EXERCISE - What appears in the data must be reproduced exactly.

MATERIAL FOR THIS EXERCISE -
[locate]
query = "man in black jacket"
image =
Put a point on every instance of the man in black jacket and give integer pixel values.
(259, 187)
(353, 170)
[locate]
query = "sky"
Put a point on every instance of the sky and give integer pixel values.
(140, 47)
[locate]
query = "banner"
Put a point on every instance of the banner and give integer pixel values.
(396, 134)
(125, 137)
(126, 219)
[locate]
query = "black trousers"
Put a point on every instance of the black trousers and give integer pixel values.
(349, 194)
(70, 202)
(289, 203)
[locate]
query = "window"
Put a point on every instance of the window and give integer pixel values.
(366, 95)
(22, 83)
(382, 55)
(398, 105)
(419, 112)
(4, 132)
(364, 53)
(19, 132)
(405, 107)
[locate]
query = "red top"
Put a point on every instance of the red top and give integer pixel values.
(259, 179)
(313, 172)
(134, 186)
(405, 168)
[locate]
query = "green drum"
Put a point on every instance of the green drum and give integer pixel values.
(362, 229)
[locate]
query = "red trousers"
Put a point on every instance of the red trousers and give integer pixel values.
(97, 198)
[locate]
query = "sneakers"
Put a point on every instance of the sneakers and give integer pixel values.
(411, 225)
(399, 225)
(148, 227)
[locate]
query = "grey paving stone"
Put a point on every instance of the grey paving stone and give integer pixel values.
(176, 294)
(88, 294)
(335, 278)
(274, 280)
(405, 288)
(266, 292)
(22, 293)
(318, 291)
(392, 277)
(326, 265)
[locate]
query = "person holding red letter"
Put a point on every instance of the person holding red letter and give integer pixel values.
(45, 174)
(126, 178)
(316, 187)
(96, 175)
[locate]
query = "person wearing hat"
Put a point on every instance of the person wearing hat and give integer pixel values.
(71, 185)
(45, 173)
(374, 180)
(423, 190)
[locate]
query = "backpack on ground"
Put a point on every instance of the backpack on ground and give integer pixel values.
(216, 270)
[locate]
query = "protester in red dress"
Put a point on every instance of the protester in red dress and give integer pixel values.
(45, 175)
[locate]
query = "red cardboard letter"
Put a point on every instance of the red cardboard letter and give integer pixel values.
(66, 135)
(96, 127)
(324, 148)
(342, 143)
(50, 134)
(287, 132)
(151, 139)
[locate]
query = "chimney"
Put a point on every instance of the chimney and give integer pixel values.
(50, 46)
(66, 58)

REPLY -
[locate]
query = "man in black jacket"
image =
Put a point on every instance of the man in black jacket and give integer pixel values.
(259, 187)
(353, 170)
[locate]
query = "sky"
Put a point on every instance of the sky and give integer pixel values.
(140, 47)
[locate]
query = "banner"
Put a point on every instance of the banner and give integer pixel values.
(396, 134)
(125, 137)
(126, 219)
[locate]
query = "black trousers"
Put a point on every instance of the black trousers and give integer pixel values.
(349, 194)
(70, 202)
(289, 203)
[locate]
query = "window"
Put a point on every instance of the window and give integer pixel values.
(366, 95)
(22, 83)
(382, 55)
(398, 105)
(419, 112)
(4, 132)
(364, 53)
(19, 132)
(405, 107)
[locate]
query = "red top"
Put a point on every instance of the red top and give integer pixel values.
(259, 179)
(313, 172)
(134, 186)
(405, 168)
[locate]
query = "green drum"
Put a point on every instance of the green drum and give integer pixel values.
(362, 229)
[locate]
query = "red trousers"
Put a point on every instance of the red trousers and give integer pixel values.
(97, 198)
[locate]
query = "sneakers"
Put a point on every instance of the sneakers and give integer pixel values.
(411, 225)
(399, 225)
(148, 227)
[locate]
query = "grey paving stone"
Put a point on every instance of the grey paving stone and give integer pixel values.
(176, 294)
(88, 294)
(335, 278)
(274, 280)
(405, 288)
(266, 292)
(22, 293)
(318, 291)
(392, 277)
(326, 265)
[locate]
query = "person holding red letter"
Put a point on every instance of the person holding red letter and give integer pixel values.
(45, 174)
(126, 178)
(316, 187)
(96, 175)
[locate]
query = "person wearing hat"
Put a point on every instance of the person wearing hat and give integer pixel values.
(71, 185)
(45, 173)
(374, 180)
(423, 190)
[locate]
query = "backpack on ground"
Put a point on every instance of the backpack on ground and give integer pixel values.
(216, 270)
[locate]
query = "protester in red dress"
Put a point on every instance of the protester in red dress and give integer pixel values.
(45, 175)
[locate]
query = "red cardboard letter"
Put a point on every instance of the red cardboard letter and give integer pixel values.
(66, 135)
(96, 127)
(324, 148)
(342, 143)
(50, 134)
(287, 132)
(151, 139)
[locate]
query = "chimney"
Put a point on every instance of the chimney and give integer pixel values.
(50, 46)
(66, 58)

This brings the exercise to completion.